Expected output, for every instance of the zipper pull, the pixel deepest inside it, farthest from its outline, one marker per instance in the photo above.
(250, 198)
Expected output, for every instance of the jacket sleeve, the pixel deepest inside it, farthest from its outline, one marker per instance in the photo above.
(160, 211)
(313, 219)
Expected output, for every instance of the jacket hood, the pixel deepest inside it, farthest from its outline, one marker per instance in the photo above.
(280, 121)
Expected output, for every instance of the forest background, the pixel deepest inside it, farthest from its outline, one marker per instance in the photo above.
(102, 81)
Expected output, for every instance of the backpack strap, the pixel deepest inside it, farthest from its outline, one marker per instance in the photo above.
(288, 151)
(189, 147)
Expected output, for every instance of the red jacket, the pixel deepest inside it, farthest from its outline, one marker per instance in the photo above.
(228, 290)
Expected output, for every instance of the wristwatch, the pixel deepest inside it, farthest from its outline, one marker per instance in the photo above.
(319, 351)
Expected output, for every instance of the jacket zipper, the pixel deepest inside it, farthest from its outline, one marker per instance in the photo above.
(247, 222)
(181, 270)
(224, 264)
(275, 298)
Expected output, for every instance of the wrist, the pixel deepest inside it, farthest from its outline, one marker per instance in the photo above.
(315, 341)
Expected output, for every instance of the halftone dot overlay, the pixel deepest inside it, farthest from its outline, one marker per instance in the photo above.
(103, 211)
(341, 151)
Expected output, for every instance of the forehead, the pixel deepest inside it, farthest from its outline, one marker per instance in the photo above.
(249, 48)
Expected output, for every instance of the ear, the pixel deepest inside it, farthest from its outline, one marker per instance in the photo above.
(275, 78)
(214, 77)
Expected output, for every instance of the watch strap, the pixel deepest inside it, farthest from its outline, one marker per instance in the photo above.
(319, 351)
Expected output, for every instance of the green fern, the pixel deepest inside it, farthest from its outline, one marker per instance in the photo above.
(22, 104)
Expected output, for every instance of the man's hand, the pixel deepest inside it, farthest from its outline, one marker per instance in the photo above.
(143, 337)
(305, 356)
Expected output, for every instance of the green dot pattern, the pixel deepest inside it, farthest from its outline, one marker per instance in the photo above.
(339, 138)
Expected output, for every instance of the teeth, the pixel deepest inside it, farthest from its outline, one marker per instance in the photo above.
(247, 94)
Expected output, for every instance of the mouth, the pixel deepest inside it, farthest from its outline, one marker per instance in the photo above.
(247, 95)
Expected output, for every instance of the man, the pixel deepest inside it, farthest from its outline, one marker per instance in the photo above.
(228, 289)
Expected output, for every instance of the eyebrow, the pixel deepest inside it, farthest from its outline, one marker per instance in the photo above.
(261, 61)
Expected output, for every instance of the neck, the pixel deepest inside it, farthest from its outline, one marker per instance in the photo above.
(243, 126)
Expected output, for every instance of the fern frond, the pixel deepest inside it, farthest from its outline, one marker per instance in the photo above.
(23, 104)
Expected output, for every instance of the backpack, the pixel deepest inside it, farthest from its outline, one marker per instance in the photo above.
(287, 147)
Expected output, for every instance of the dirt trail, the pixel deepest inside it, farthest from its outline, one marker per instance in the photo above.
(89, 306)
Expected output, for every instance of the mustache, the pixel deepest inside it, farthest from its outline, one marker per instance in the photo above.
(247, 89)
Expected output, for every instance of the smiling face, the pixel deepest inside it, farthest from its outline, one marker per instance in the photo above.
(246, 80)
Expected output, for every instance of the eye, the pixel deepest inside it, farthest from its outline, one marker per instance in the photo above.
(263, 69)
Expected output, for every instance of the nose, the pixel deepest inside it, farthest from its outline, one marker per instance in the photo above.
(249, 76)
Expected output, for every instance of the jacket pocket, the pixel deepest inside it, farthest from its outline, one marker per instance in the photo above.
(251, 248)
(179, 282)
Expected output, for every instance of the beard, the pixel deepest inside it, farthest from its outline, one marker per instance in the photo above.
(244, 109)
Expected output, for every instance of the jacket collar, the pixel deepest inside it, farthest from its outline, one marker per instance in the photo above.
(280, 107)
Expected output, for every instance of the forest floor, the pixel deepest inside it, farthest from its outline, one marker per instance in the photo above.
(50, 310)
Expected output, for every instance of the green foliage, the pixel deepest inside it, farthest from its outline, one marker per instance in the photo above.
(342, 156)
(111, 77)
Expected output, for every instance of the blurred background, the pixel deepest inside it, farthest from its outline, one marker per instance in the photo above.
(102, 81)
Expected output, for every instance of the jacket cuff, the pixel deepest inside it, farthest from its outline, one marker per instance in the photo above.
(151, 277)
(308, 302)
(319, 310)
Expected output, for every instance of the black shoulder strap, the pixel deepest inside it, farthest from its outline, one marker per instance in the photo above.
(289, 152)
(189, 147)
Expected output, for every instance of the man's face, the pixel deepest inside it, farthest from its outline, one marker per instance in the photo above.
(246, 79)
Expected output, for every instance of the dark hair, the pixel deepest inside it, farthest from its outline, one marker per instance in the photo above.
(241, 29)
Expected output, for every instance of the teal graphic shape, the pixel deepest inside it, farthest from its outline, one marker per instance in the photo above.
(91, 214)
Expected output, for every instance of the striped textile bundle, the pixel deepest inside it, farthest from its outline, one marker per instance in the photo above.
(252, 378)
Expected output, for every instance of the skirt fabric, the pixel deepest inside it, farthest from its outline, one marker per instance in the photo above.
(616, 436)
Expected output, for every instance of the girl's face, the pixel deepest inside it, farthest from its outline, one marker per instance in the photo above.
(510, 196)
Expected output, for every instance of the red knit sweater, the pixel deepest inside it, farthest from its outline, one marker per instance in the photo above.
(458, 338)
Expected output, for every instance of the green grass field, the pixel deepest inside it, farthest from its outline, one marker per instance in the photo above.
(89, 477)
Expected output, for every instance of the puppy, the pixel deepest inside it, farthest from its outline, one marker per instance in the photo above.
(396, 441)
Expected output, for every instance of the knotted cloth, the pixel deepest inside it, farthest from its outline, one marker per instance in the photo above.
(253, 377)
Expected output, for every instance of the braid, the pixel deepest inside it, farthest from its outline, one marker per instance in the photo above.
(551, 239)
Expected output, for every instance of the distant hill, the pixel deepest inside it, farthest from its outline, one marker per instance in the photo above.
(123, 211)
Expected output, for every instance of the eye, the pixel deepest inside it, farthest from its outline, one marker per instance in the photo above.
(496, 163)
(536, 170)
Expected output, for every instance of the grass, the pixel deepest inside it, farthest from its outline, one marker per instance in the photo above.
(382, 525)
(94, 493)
§ §
• [SET PROBLEM]: Everything from the line containing "Expected output, for every instance of the braid, the" to the end of the records must be written out exactly; include both of those lines and no others.

• [FINISHED ANSWER]:
Expected output, for every instance of the braid, the pixel deepest inside it, farthest from its outline, one marker per instance in the photo above.
(551, 239)
Expected output, for every instance of the distant hill, the pixel deepest inside it, farthest from its outline, one marker per instance in the photo above.
(123, 211)
Expected output, for every instance of the eye, the pixel deepest inside it, farthest from its outline, one marker per instance in the photo above.
(496, 163)
(536, 170)
Expected output, for every instance of the grass, the pixel deepest inside it, farthest from its outline, one marker per instance in the photo above.
(382, 525)
(94, 493)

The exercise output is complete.